++++ Records provided ++++
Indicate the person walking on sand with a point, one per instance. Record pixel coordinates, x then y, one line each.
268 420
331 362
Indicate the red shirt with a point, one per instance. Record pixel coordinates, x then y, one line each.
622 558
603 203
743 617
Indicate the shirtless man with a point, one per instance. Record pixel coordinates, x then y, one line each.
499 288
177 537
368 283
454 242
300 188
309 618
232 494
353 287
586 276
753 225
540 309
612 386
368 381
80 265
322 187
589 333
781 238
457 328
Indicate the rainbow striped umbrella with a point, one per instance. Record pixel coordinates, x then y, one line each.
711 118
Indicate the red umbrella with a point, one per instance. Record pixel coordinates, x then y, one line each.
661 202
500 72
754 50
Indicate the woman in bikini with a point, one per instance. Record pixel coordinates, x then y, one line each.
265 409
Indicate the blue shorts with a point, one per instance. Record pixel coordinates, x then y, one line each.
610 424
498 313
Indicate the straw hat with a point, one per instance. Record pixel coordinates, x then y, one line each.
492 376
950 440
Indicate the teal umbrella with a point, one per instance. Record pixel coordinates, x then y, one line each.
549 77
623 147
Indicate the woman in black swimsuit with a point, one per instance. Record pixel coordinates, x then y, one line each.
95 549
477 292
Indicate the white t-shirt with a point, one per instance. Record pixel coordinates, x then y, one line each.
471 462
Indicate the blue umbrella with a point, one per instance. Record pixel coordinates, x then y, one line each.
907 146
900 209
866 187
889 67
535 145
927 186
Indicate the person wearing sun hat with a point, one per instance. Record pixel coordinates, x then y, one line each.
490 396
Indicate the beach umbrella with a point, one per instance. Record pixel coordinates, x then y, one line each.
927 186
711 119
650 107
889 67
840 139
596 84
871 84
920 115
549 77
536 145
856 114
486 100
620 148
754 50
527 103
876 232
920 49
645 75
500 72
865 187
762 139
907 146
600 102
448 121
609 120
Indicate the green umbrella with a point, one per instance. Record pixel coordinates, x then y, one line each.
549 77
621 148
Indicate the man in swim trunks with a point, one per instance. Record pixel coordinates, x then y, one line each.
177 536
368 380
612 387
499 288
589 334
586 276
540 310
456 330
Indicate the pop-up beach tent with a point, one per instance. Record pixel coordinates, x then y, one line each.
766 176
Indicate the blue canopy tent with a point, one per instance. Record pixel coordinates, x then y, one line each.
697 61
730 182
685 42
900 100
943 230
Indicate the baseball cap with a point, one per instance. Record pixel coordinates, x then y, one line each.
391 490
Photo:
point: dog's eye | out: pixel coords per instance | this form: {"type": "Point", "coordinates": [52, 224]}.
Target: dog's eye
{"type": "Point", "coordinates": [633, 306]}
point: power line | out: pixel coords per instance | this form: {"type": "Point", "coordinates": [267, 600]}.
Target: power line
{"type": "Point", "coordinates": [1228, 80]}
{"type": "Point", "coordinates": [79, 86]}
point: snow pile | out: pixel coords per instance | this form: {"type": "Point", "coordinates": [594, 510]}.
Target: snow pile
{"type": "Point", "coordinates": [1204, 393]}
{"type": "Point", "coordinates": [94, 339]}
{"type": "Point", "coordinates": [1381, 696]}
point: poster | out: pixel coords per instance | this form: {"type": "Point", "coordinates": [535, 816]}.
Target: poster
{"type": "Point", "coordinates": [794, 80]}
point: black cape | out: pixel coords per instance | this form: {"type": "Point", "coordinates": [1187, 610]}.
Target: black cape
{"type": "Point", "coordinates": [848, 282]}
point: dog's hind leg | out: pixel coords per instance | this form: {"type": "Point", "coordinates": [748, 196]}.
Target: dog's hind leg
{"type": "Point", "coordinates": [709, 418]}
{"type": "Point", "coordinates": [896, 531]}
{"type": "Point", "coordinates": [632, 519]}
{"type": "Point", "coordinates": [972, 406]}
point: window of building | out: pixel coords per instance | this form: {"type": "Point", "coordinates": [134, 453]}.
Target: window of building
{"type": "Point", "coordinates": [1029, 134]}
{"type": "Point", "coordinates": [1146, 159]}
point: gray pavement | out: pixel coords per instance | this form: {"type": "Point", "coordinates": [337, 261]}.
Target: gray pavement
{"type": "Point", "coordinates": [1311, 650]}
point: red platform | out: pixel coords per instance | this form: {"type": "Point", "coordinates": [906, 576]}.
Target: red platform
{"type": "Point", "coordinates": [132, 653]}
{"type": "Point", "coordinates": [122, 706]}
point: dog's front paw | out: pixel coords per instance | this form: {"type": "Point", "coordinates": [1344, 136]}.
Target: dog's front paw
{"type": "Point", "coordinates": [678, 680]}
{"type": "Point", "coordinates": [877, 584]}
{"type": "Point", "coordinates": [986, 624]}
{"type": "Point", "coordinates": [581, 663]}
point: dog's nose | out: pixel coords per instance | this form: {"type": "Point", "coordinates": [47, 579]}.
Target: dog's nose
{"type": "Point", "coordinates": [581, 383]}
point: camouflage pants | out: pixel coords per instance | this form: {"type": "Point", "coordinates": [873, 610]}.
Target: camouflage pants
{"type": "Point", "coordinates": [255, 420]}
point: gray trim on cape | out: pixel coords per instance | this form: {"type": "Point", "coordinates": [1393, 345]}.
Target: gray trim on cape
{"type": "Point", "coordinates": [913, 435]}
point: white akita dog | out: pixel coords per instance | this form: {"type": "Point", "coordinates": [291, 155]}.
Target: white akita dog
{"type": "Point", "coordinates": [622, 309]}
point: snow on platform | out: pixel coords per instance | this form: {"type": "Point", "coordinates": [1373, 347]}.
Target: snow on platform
++++
_Exercise prompt_:
Reproduce the listing shown above in its entirety, exactly.

_Exercise solution_:
Indicate the person walking on sand with a point, one per instance. Record pixel coordinates, x then y, one line each.
268 420
331 362
Indicate the red shirt with a point, one per instance. Record pixel coordinates, x then y, one line each.
622 558
603 203
743 617
Indicate the shirtless man with a point, one per instance. Record pixel coordinates, x then y, one line each.
499 288
177 537
368 283
454 242
300 188
309 618
232 494
353 287
586 276
753 225
540 309
612 386
368 381
80 265
322 187
589 333
781 238
457 328
Indicate the rainbow striped umbrella with a point, one per instance. Record pixel coordinates, x then y, one line each.
711 118
Indicate the red umbrella with a point, one per instance. Record pixel coordinates, x then y, one line each.
661 202
500 72
754 50
Indicate the woman in bikini with a point, one per instance. Record pixel coordinates, x then y, one line each.
265 409
Indicate the blue shorts with a point, one per instance. Record pixel coordinates, x then y, one line each.
610 424
498 313
Indicate the straw hat with a point, one per instance. Record pixel coordinates, x then y, one line each.
492 376
950 440
Indicate the teal umbrella with a point, one per instance. Record pixel coordinates, x then y, one line each.
549 77
623 147
Indicate the woman in black swimsuit with a point, one per instance. Record pixel coordinates, x then y, one line each.
95 549
477 292
Indicate the white t-shirt with a point, one per instance. Record pixel coordinates, x then y, one line each.
471 462
Indicate the blue umbrella with a point, one per instance. Record pixel coordinates, x then y, one line each.
907 146
900 209
866 187
889 67
535 145
927 186
Indicate the person wearing sun hat with a point, one per instance. Record pixel coordinates, x then y, one line each.
490 396
Indicate the beach umbrella with a point, one per instance. Record pixel coordinates, x then y, one line each.
927 186
711 119
650 107
889 67
840 139
596 84
871 84
920 115
549 77
536 145
856 114
486 100
620 148
754 50
527 103
876 232
920 49
645 75
500 72
865 187
762 139
907 146
600 102
448 121
609 120
Indicate the green umbrella with a point, one per instance. Record pixel coordinates, x then y, one line each.
549 77
621 148
Indicate the man in swim trunks with a point, one per instance. Record pixel coordinates, x then y, one line each.
177 536
368 380
612 387
499 288
589 334
586 276
540 310
456 330
Indicate the pop-up beach tent with a point, one per instance. Record pixel coordinates, x then y, one line each.
766 176
Indicate the blue canopy tent with a point, one per instance. Record pixel coordinates, x then y, one line each.
697 61
730 182
685 42
900 100
943 230
Indicate the baseball cap with a point, one per instance. Record pixel coordinates, x then y, one line each.
391 490
Photo:
point: dog's eye | out: pixel coords per instance | this form: {"type": "Point", "coordinates": [52, 224]}.
Target: dog's eye
{"type": "Point", "coordinates": [633, 306]}
point: power line | out: pixel coords per instance | this form: {"type": "Point", "coordinates": [267, 600]}.
Target: power line
{"type": "Point", "coordinates": [1228, 80]}
{"type": "Point", "coordinates": [79, 86]}
point: snow pile | out: pixel coords per instance | this form: {"type": "Point", "coordinates": [594, 510]}.
Target: snow pile
{"type": "Point", "coordinates": [1204, 393]}
{"type": "Point", "coordinates": [94, 339]}
{"type": "Point", "coordinates": [1381, 696]}
point: poster | out: pixel coords per instance | this form: {"type": "Point", "coordinates": [535, 816]}.
Target: poster
{"type": "Point", "coordinates": [794, 80]}
point: black cape | out: pixel coords per instance | this form: {"type": "Point", "coordinates": [1187, 610]}.
Target: black cape
{"type": "Point", "coordinates": [848, 282]}
point: dog's hind leg | out: pixel coords per instance | this form: {"type": "Point", "coordinates": [748, 196]}.
Target: dog's hind leg
{"type": "Point", "coordinates": [709, 418]}
{"type": "Point", "coordinates": [896, 531]}
{"type": "Point", "coordinates": [632, 519]}
{"type": "Point", "coordinates": [972, 406]}
point: window of building | out: pixel coords per instance | this form: {"type": "Point", "coordinates": [134, 453]}.
Target: window of building
{"type": "Point", "coordinates": [1029, 134]}
{"type": "Point", "coordinates": [1146, 159]}
point: gray pavement | out: pixel coords per instance | this form: {"type": "Point", "coordinates": [337, 261]}.
Target: gray pavement
{"type": "Point", "coordinates": [1311, 650]}
point: red platform | out: pixel coords per instance | this form: {"type": "Point", "coordinates": [906, 576]}.
Target: red platform
{"type": "Point", "coordinates": [132, 653]}
{"type": "Point", "coordinates": [122, 706]}
point: dog's front paw | out: pixel coords per instance | this form: {"type": "Point", "coordinates": [1344, 136]}.
Target: dog's front paw
{"type": "Point", "coordinates": [678, 680]}
{"type": "Point", "coordinates": [877, 584]}
{"type": "Point", "coordinates": [986, 624]}
{"type": "Point", "coordinates": [581, 663]}
point: dog's nose | out: pixel coords per instance | this form: {"type": "Point", "coordinates": [47, 579]}.
Target: dog's nose
{"type": "Point", "coordinates": [581, 383]}
point: camouflage pants | out: pixel coords per instance | this form: {"type": "Point", "coordinates": [873, 610]}.
Target: camouflage pants
{"type": "Point", "coordinates": [255, 420]}
point: gray trim on cape | out: pixel coords per instance | this form: {"type": "Point", "coordinates": [1393, 345]}.
Target: gray trim on cape
{"type": "Point", "coordinates": [913, 435]}
point: white akita dog | out: pixel coords per instance | this form: {"type": "Point", "coordinates": [291, 155]}.
Target: white akita dog
{"type": "Point", "coordinates": [622, 309]}
point: snow on platform | out: pixel coords per instance | this form: {"type": "Point", "coordinates": [1373, 347]}.
Target: snow on platform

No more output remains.